• [What this task involves]:
The expected output is the data itself, duplicated in full.
Start of Dataset excerpts
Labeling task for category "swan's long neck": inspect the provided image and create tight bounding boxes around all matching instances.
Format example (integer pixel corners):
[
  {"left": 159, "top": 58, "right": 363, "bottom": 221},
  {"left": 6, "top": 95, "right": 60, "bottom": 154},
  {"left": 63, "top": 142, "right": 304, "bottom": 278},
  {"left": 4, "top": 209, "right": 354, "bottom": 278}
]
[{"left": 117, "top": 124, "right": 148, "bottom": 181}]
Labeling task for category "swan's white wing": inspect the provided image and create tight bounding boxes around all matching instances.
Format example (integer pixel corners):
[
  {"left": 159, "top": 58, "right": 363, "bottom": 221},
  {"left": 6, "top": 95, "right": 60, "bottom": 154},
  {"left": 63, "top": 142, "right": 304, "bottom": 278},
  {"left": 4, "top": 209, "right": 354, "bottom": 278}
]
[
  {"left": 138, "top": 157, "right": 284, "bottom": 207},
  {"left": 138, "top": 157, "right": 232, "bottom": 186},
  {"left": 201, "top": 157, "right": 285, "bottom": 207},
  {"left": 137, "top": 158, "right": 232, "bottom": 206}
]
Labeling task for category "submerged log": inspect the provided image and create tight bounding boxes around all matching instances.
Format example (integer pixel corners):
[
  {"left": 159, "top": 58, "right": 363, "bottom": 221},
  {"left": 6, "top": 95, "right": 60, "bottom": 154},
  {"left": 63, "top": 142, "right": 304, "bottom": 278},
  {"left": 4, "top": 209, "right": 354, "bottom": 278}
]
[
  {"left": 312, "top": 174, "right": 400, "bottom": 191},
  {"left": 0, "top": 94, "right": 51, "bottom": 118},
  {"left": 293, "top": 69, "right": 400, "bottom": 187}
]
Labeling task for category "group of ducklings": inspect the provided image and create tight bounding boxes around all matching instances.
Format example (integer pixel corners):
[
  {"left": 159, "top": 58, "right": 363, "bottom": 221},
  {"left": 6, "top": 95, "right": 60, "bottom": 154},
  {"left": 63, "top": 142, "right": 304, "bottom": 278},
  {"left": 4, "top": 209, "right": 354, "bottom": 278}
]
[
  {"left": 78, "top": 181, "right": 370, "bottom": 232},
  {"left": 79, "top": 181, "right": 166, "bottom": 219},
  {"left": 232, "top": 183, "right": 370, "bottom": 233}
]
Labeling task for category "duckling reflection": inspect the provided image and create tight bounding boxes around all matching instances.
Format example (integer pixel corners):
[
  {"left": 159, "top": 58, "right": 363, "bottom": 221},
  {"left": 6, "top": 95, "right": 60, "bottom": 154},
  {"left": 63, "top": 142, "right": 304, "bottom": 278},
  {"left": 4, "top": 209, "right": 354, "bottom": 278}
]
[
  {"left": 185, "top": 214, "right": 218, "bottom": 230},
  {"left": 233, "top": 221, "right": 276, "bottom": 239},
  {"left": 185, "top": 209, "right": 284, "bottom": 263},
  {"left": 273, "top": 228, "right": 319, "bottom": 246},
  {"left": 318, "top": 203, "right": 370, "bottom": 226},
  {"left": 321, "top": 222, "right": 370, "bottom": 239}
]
End of Dataset excerpts
• [Answer space]:
Labeling task for category "swan's long neck": inspect the provided image and create tight bounding boxes around all matching instances.
Format example (integer pixel corners):
[
  {"left": 159, "top": 58, "right": 363, "bottom": 221},
  {"left": 6, "top": 95, "right": 60, "bottom": 154},
  {"left": 63, "top": 142, "right": 304, "bottom": 278},
  {"left": 4, "top": 209, "right": 354, "bottom": 278}
]
[{"left": 117, "top": 124, "right": 148, "bottom": 181}]
Labeling task for category "swan's white wing": inspect the provided image and create tight bounding boxes around all matching instances.
Format example (integer pixel corners):
[
  {"left": 159, "top": 58, "right": 363, "bottom": 221},
  {"left": 6, "top": 95, "right": 60, "bottom": 154},
  {"left": 63, "top": 142, "right": 304, "bottom": 278},
  {"left": 4, "top": 209, "right": 354, "bottom": 278}
]
[
  {"left": 138, "top": 157, "right": 284, "bottom": 207},
  {"left": 138, "top": 157, "right": 232, "bottom": 186},
  {"left": 201, "top": 157, "right": 285, "bottom": 207},
  {"left": 137, "top": 158, "right": 232, "bottom": 206}
]
Labeling task for category "submerged log": inspect the provided image and create tight bounding boxes around all matching instances.
Format example (integer pixel corners):
[
  {"left": 159, "top": 58, "right": 363, "bottom": 221},
  {"left": 6, "top": 95, "right": 60, "bottom": 154},
  {"left": 63, "top": 142, "right": 304, "bottom": 278},
  {"left": 4, "top": 209, "right": 354, "bottom": 278}
]
[
  {"left": 312, "top": 174, "right": 400, "bottom": 191},
  {"left": 0, "top": 94, "right": 51, "bottom": 118},
  {"left": 293, "top": 69, "right": 400, "bottom": 187}
]
Labeling task for category "group of ducklings": inspect the provided image and create tight bounding boxes around all matching instances.
Format example (integer pixel corners):
[
  {"left": 159, "top": 58, "right": 363, "bottom": 221},
  {"left": 6, "top": 95, "right": 60, "bottom": 154},
  {"left": 63, "top": 142, "right": 304, "bottom": 278},
  {"left": 4, "top": 209, "right": 354, "bottom": 278}
]
[
  {"left": 78, "top": 181, "right": 370, "bottom": 232},
  {"left": 79, "top": 181, "right": 166, "bottom": 219},
  {"left": 232, "top": 183, "right": 370, "bottom": 233}
]
Labeling task for category "duckling reflection": inspect the provided image and create tight bounding boxes around all matching instances.
Format example (integer pixel corners):
[
  {"left": 159, "top": 58, "right": 363, "bottom": 221},
  {"left": 6, "top": 95, "right": 60, "bottom": 154},
  {"left": 63, "top": 142, "right": 304, "bottom": 278},
  {"left": 4, "top": 209, "right": 354, "bottom": 278}
]
[
  {"left": 185, "top": 214, "right": 218, "bottom": 230},
  {"left": 233, "top": 221, "right": 276, "bottom": 239},
  {"left": 185, "top": 209, "right": 284, "bottom": 263},
  {"left": 273, "top": 228, "right": 319, "bottom": 246},
  {"left": 318, "top": 203, "right": 370, "bottom": 226},
  {"left": 321, "top": 222, "right": 370, "bottom": 239}
]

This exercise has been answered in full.